• **Given exercise**
Reproduce the closing part of the entries exactly: the line with "In the picture above, where can the bird's leg" and all lines after it, ending with the last line, and nothing else.

• **Record excerpts**
-- Begin --
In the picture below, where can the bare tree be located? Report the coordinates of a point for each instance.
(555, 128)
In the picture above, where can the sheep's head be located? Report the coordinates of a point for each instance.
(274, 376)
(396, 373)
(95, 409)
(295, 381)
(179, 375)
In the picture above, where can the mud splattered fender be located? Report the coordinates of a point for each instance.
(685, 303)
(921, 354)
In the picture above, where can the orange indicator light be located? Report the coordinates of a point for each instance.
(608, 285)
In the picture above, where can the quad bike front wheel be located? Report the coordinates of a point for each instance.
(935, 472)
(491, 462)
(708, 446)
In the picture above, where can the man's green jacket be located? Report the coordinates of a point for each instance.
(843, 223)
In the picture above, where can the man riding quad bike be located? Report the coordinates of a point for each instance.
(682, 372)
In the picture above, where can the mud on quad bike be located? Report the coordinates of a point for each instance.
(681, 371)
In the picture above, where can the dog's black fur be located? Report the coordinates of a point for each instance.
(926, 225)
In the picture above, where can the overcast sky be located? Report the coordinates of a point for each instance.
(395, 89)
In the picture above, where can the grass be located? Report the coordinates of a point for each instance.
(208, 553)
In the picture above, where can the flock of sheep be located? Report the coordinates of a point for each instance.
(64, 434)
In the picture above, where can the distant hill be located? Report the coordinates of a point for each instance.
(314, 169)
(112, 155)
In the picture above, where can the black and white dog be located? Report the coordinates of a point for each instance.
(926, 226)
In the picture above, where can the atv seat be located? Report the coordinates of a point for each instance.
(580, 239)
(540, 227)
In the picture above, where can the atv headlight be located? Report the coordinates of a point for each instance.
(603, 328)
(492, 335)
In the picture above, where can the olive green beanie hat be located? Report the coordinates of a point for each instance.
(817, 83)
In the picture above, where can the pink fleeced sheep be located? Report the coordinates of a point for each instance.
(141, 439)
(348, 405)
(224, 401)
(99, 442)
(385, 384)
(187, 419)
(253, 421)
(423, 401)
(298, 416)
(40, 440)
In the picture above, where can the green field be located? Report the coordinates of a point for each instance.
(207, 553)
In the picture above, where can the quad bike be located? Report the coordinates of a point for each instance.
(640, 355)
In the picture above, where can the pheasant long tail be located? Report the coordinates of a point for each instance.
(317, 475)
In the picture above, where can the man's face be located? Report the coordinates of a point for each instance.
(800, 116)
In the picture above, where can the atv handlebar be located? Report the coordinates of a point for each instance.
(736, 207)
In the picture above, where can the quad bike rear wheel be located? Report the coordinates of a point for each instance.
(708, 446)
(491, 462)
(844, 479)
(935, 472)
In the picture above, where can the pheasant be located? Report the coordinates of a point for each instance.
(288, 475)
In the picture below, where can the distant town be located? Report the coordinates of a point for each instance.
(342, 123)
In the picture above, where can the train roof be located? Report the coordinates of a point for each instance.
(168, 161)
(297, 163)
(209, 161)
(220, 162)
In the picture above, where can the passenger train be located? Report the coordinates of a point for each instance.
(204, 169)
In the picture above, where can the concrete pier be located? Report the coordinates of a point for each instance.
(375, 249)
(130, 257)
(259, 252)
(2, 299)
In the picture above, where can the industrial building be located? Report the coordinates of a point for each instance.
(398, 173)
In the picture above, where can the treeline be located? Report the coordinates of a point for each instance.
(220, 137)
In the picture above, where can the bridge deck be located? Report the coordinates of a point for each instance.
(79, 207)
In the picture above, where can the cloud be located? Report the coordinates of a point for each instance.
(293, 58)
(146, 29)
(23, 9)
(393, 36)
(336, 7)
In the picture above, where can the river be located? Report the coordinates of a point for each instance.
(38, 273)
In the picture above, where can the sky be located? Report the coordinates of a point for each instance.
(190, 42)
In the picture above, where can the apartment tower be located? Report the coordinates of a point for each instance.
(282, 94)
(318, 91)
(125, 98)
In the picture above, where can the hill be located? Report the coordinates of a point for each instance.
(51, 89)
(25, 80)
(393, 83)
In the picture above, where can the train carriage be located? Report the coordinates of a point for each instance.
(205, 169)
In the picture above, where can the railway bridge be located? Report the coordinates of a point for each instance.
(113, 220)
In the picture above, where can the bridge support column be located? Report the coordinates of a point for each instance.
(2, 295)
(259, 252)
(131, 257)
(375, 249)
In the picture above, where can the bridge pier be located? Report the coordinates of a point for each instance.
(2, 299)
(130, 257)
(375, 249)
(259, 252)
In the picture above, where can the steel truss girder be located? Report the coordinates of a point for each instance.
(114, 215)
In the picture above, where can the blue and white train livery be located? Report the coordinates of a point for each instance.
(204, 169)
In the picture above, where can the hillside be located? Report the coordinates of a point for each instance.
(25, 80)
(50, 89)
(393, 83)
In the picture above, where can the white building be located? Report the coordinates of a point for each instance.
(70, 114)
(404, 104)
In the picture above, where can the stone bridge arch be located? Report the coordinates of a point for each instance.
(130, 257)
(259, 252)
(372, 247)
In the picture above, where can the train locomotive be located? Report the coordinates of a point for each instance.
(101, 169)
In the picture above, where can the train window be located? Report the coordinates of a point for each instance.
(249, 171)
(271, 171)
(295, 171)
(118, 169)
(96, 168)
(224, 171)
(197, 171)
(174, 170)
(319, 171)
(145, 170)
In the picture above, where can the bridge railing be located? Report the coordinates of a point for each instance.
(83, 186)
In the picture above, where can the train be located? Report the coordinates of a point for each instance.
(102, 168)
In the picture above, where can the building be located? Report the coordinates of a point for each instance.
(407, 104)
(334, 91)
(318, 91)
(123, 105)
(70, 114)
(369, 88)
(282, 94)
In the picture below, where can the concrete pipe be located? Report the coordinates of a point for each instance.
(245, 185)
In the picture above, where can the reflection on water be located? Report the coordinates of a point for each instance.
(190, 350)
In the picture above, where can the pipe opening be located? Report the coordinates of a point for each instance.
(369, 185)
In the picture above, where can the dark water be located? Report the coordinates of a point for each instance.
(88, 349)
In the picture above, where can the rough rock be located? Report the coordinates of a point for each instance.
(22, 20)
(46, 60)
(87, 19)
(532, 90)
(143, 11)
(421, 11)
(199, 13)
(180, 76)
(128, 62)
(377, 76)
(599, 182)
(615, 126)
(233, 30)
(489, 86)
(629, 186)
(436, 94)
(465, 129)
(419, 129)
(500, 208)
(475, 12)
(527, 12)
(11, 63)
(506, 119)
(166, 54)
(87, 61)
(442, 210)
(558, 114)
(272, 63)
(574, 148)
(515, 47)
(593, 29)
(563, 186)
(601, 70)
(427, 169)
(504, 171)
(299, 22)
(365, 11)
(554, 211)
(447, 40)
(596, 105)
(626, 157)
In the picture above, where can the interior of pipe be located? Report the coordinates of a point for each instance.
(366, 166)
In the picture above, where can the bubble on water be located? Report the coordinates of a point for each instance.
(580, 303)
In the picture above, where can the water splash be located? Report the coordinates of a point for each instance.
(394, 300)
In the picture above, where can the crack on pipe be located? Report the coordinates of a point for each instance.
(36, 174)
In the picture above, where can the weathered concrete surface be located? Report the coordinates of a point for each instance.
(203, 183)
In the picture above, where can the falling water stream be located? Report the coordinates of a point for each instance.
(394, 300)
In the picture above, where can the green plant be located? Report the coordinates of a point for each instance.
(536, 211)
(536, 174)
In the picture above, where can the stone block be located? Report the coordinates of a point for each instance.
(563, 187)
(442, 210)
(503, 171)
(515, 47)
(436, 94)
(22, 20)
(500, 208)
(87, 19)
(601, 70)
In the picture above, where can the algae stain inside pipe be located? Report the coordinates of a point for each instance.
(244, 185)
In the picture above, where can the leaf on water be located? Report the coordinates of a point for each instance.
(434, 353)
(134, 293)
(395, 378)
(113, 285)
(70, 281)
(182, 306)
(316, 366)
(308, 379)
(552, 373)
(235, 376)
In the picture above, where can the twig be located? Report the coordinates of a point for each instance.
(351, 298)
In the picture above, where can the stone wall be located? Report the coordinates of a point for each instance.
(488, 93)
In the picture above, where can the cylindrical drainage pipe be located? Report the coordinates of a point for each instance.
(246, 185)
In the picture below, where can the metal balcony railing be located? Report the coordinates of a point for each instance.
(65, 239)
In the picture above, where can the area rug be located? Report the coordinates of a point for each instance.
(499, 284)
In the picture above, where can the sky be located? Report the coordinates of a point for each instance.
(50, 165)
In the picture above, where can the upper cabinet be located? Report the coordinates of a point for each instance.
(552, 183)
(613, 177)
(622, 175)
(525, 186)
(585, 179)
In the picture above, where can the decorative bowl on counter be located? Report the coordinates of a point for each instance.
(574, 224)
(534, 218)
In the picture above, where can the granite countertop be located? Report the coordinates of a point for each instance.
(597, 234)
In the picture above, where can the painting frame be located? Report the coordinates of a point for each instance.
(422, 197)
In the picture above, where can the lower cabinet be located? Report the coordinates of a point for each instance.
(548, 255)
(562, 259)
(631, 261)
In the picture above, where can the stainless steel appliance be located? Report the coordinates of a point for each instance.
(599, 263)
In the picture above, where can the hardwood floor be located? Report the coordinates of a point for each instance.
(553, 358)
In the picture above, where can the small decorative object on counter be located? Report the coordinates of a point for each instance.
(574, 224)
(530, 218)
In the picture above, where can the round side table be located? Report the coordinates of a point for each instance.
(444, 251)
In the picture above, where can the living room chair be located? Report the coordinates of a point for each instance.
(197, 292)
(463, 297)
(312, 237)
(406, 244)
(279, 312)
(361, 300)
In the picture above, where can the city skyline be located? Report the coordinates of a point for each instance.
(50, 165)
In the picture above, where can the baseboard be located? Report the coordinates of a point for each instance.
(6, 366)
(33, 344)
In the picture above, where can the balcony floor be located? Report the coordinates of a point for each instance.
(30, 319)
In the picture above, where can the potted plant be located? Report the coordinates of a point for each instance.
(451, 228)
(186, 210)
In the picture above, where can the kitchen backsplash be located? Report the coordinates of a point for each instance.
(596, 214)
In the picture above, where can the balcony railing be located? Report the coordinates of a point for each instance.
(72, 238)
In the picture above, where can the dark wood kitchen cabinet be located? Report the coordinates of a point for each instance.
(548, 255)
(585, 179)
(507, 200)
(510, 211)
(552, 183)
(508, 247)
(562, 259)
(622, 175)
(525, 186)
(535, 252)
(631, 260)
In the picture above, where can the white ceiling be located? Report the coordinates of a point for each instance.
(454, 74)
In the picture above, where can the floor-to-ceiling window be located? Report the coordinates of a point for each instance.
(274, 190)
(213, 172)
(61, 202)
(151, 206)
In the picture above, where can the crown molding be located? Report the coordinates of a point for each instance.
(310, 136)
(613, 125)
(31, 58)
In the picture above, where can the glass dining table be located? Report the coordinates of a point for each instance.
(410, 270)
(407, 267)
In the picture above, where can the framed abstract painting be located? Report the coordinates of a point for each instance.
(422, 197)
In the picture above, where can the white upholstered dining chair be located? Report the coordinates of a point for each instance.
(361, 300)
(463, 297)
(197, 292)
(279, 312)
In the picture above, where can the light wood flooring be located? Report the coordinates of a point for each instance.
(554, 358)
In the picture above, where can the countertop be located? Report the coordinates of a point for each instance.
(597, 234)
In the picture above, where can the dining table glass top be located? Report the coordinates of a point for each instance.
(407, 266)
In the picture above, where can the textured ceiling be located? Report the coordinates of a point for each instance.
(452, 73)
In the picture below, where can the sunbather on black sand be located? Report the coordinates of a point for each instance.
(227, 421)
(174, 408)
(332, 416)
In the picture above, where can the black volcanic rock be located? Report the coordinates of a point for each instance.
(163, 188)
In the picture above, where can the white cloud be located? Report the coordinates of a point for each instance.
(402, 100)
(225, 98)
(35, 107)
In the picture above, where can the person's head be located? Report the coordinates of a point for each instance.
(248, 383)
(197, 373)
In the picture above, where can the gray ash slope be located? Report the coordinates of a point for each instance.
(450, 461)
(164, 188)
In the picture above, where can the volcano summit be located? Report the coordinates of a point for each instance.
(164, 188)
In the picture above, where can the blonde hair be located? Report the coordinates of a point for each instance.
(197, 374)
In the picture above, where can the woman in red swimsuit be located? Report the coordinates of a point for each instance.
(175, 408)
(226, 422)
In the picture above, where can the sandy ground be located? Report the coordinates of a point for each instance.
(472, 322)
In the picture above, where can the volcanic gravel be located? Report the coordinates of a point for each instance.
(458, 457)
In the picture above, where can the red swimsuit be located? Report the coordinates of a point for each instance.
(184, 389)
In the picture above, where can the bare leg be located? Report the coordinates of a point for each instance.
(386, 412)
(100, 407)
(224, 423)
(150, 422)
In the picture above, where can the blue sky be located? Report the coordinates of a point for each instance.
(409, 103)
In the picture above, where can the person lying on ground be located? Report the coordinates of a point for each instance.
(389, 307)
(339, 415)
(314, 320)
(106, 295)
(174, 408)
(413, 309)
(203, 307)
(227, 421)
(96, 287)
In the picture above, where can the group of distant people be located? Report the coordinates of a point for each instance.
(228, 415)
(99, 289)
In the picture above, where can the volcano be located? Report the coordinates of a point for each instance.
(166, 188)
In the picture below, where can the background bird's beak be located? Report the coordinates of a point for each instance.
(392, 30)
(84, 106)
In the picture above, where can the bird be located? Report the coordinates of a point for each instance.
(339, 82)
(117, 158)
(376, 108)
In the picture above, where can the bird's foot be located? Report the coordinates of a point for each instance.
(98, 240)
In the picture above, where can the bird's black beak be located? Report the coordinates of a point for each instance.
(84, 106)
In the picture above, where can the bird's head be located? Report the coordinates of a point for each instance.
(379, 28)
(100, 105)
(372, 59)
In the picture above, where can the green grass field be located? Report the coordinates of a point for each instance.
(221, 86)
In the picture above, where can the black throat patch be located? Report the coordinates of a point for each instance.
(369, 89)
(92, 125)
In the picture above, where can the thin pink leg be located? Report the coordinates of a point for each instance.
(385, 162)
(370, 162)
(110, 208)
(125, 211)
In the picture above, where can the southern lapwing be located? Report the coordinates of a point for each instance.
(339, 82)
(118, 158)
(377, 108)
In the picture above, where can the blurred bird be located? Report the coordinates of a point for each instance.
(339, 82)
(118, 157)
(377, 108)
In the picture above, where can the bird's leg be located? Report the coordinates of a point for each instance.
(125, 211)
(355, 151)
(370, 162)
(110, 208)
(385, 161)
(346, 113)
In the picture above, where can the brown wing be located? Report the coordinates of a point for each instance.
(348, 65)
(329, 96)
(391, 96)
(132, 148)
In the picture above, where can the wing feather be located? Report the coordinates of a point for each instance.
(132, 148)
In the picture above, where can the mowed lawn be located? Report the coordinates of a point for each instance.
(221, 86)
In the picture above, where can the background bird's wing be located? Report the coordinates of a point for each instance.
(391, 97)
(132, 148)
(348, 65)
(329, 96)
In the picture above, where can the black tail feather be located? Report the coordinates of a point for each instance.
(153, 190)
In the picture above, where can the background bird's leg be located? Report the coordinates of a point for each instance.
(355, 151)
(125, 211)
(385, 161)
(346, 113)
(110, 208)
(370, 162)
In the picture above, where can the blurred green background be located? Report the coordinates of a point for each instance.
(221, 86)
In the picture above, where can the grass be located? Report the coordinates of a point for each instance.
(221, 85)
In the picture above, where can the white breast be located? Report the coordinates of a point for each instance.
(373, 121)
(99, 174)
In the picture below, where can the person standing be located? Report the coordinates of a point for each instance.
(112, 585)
-- End --
• **Exercise result**
In the picture above, where can the bird's leg be located? Report the coordinates of a point for each instance.
(125, 211)
(355, 151)
(370, 162)
(110, 208)
(385, 161)
(346, 113)
In the picture above, where can the brown wing be located? Report the coordinates of a point for each instance.
(348, 65)
(329, 96)
(391, 96)
(132, 148)
In the picture above, where can the wing feather be located? Report the coordinates of a point for each instance.
(132, 148)
In the picture above, where can the mowed lawn be located? Report the coordinates of a point for each instance.
(221, 86)
In the picture above, where can the background bird's wing be located? Report the coordinates of a point for each instance.
(391, 97)
(132, 148)
(348, 65)
(329, 96)
In the picture above, where can the black tail feather be located? Report the coordinates of a point for each instance.
(153, 190)
In the picture above, where can the background bird's leg be located? Report the coordinates of a point for each instance.
(355, 151)
(125, 211)
(385, 161)
(346, 113)
(110, 208)
(370, 162)
In the picture above, where can the blurred green background be located? Report the coordinates of a point for each instance.
(221, 86)
In the picture above, where can the grass be located? Report the coordinates of a point for each instance.
(221, 85)
In the picture above, where can the white breast be located? Report the coordinates of a point for each instance.
(373, 121)
(99, 174)
In the picture below, where can the person standing be located? Report the coordinates of a point for each instance.
(112, 585)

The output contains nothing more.